→ Written instruction: Can you return the whole listing below verbatim, line for line, but leave out the pictures?

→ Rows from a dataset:

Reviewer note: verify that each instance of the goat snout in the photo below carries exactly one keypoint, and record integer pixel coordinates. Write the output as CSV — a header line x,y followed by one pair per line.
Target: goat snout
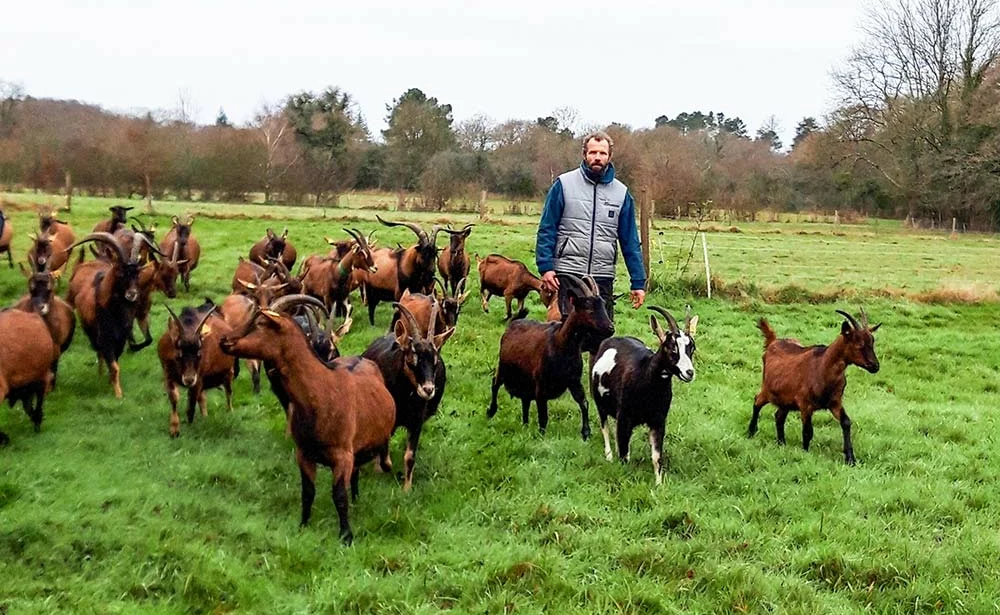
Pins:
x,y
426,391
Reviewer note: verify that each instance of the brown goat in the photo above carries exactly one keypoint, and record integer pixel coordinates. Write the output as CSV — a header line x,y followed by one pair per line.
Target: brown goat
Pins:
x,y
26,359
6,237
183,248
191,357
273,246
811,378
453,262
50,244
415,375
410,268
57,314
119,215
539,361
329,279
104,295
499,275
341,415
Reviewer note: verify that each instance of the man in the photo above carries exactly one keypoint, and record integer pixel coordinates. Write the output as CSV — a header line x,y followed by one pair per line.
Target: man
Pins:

→ Response:
Reviewer note: verify that each instance of the goat snout in the photo below carries exactly one keypoint, and record integer pixel coordinates. Write the output as CSV — a header line x,y followed by one pair per line.
Target: goat snout
Pins:
x,y
426,391
Reviewer note: verify that each instance of the brown goat in the photo above carries exactly one keypoint, and record integer pixel coordinates. Write the output as CSV — a header line x,y followed by one pair per line.
Target: brown goat
Pins:
x,y
26,359
6,237
183,248
191,357
273,246
811,378
453,262
50,244
415,375
410,268
57,314
119,215
539,361
329,279
104,295
499,275
341,415
Reviewer note: verify that each instance of the man in the photo above carries exactly one keypoint, and record integer pixel coordinates. Write the output as CSV — a header line x,y followed by one pair per line.
Target: man
Pins:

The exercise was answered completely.